=== The records ===

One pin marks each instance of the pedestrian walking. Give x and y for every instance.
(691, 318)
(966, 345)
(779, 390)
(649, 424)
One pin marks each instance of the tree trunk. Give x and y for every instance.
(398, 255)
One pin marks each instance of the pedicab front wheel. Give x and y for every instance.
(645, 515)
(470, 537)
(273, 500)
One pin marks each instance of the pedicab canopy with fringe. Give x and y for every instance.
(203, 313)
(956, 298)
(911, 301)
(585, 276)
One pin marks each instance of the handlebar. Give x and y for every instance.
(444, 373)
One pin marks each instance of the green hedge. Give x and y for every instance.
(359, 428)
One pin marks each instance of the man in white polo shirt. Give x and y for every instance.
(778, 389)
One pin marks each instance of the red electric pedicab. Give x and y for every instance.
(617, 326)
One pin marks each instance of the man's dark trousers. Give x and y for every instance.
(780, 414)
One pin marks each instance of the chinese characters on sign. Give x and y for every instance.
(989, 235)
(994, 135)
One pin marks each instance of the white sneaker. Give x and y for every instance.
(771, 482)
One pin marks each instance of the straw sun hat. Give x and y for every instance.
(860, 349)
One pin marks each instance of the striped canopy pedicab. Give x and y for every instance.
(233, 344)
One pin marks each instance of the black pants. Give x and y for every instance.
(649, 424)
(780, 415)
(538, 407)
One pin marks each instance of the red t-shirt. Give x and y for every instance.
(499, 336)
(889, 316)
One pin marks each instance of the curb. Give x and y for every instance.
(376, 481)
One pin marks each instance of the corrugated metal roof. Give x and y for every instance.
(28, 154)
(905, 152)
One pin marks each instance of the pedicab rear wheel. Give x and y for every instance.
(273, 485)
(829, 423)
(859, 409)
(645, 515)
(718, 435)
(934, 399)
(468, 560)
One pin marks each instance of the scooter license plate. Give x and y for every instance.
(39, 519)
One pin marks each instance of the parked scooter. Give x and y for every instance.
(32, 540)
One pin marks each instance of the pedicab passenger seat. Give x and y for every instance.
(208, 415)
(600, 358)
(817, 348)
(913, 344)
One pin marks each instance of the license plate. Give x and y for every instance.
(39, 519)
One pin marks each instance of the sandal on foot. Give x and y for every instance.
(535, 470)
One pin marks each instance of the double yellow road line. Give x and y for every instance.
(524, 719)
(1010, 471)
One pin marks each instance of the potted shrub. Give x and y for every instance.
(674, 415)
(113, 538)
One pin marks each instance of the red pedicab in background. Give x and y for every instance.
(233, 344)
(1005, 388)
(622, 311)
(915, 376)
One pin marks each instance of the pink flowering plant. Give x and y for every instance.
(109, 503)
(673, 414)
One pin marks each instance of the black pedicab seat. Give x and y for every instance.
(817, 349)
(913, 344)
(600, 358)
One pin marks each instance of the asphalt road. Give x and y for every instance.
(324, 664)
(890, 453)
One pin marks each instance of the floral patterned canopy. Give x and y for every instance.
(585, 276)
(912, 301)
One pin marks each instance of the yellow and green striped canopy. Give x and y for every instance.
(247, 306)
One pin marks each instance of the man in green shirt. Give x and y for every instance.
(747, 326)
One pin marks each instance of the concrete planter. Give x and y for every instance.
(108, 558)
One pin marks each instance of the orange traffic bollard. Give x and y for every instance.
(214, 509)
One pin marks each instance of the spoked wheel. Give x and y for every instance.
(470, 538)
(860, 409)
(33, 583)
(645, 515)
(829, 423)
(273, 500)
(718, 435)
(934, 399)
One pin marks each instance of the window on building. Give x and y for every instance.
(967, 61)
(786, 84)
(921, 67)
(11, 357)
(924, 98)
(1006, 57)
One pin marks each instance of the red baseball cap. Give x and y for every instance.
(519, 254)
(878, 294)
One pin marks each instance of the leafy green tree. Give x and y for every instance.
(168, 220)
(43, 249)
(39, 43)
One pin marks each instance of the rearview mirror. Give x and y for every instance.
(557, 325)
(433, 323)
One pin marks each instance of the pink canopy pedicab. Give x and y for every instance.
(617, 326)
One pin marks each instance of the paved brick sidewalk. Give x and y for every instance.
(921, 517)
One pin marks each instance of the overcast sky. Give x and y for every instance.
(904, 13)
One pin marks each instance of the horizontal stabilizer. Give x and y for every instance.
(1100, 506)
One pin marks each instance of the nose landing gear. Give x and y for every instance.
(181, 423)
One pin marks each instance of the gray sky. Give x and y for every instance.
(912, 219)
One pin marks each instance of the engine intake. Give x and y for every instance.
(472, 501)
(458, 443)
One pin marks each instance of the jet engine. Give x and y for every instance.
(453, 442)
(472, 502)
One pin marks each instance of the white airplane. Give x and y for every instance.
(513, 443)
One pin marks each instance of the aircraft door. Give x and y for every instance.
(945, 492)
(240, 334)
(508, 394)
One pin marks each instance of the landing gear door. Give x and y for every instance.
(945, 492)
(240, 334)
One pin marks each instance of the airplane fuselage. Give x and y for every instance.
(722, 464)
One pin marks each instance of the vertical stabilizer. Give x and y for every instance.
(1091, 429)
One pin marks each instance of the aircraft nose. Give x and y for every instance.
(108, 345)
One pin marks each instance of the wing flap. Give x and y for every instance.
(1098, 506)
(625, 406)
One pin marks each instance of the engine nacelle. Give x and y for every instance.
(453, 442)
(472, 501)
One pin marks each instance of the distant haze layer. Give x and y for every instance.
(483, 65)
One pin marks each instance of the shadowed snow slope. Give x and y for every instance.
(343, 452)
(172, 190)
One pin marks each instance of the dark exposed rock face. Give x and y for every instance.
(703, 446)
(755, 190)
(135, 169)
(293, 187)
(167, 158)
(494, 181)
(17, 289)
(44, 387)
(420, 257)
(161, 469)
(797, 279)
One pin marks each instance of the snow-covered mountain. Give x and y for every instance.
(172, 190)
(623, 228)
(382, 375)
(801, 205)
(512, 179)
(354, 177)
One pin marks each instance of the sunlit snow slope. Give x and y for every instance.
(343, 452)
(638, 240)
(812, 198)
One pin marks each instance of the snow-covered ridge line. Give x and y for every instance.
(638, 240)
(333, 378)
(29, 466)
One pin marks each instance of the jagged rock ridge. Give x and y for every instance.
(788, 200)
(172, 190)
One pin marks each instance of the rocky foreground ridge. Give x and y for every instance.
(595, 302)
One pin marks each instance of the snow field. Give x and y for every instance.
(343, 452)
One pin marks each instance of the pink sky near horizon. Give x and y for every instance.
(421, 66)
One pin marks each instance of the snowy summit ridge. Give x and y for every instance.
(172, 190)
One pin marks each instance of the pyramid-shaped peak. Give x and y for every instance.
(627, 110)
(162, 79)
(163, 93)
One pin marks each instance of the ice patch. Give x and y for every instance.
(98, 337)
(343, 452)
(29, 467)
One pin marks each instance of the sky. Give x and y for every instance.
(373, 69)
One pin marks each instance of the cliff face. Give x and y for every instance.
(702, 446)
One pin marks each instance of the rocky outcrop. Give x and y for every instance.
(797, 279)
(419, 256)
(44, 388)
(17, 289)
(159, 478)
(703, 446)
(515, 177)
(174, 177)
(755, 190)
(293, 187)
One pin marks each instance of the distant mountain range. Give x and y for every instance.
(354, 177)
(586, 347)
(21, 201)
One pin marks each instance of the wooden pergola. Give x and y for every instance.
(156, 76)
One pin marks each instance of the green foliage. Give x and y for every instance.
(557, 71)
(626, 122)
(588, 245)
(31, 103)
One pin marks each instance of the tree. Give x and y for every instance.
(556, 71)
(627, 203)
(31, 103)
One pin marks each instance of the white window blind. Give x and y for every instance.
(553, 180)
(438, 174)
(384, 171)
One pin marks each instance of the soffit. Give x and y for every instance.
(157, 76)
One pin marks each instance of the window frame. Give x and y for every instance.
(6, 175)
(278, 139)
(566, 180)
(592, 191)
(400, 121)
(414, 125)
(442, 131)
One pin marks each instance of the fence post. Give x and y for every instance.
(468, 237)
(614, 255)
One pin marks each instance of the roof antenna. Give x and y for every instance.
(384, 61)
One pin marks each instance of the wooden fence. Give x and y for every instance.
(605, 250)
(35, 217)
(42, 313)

===

- What is being asked -
Repeat the lines from the one containing "One pin marks each instance of the snowy" through the end of the listing, exactly and without any other lines; both ends are included.

- Solved problem -
One pin marks each instance of the snowy summit ridge. Give x and y for every instance.
(172, 190)
One pin marks each instance of the pyramid-shaped peak. Give x and y for every instance.
(627, 110)
(162, 79)
(163, 93)
One pin marks each instance of the ice patch. Give x and y for every instance.
(98, 337)
(343, 452)
(29, 467)
One pin marks each instance of the sky. Give x and y for every instance.
(373, 69)
One pin marks each instance of the cliff face. Give x and y for every instance.
(702, 446)
One pin marks each instance of the rocky outcrop. Give x and y for every instance.
(797, 279)
(419, 256)
(44, 388)
(17, 289)
(159, 478)
(703, 446)
(515, 177)
(174, 177)
(755, 190)
(293, 187)
One pin marks each instance of the distant mountain range. Give x and y for every instance.
(354, 177)
(586, 347)
(21, 201)
One pin marks each instance of the wooden pergola. Give x and y for every instance.
(156, 76)
One pin marks each instance of the green foliage. Give x and y for every instance.
(557, 71)
(626, 122)
(588, 245)
(31, 103)
One pin marks each instance of the tree. Give x and y for every instance.
(556, 71)
(627, 203)
(31, 103)
One pin marks each instance of the white window blind. Give x and y for every instance.
(553, 180)
(438, 174)
(384, 171)
One pin marks each instance of the soffit. Give x and y for every instance.
(157, 76)
One pin marks each instance of the window frame. Give x and y for every instance.
(6, 175)
(278, 139)
(566, 180)
(592, 191)
(400, 121)
(414, 125)
(442, 131)
One pin marks each instance of the fence post. Give x and y for every instance.
(468, 237)
(614, 255)
One pin marks each instance of the roof antenna. Give x and y for every instance.
(384, 61)
One pin marks each instance of the wooden fence. Give x and y for every instance.
(605, 250)
(35, 217)
(42, 313)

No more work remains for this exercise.